■ TASK INPUT
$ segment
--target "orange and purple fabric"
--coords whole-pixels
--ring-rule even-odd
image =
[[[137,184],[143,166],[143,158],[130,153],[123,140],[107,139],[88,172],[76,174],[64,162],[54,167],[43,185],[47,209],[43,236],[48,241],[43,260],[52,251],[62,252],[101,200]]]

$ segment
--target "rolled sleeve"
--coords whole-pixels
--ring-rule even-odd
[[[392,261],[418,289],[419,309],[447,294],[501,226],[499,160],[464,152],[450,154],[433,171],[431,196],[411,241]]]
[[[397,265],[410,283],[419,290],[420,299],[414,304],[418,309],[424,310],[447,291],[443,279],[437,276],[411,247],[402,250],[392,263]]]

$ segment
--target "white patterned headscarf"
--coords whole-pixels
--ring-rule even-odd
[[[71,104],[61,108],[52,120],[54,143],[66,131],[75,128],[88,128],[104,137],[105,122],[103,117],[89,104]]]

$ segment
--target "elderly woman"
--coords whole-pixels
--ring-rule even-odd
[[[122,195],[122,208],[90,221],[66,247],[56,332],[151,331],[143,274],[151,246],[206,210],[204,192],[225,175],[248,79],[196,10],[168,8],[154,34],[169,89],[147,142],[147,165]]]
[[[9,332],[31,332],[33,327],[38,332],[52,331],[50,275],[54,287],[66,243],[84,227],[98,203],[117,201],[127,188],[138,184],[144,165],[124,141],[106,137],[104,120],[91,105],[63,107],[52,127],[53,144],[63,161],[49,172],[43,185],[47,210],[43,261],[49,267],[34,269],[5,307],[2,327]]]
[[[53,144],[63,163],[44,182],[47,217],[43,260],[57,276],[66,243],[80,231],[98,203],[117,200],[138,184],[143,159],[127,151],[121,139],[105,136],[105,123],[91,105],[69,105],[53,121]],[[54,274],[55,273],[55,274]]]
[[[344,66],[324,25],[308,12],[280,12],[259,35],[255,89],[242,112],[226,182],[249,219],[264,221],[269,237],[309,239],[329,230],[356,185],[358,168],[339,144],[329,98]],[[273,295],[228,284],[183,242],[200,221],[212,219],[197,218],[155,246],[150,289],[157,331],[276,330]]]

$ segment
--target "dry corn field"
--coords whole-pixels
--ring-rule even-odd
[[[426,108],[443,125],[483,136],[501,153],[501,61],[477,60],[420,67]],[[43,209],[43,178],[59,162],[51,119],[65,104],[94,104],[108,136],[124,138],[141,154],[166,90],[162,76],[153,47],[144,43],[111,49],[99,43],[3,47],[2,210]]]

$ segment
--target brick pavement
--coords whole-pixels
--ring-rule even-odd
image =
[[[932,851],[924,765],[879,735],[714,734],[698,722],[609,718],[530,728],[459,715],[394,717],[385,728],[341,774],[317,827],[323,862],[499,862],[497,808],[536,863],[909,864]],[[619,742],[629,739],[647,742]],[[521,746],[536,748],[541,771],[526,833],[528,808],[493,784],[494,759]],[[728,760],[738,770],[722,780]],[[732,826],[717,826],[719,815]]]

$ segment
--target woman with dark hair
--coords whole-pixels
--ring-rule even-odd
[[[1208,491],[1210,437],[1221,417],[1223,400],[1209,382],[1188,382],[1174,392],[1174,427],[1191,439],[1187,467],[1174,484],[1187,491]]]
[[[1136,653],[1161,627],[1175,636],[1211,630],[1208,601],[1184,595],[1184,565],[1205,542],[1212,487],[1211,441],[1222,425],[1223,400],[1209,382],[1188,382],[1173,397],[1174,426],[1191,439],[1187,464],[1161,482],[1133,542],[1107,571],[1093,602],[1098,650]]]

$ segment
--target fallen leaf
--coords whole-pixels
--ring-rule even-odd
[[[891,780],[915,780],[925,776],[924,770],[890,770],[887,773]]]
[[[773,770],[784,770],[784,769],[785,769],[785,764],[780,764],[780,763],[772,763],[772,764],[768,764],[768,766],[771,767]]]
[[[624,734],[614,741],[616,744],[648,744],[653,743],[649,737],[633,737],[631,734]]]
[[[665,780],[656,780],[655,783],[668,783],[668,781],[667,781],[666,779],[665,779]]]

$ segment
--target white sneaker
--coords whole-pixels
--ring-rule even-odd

■ PROBLEM TO SOLVE
When a line in the data contains the string "woman", copy that line.

■ EXERCISE SOLUTION
--target "elderly woman"
--target woman with dark hair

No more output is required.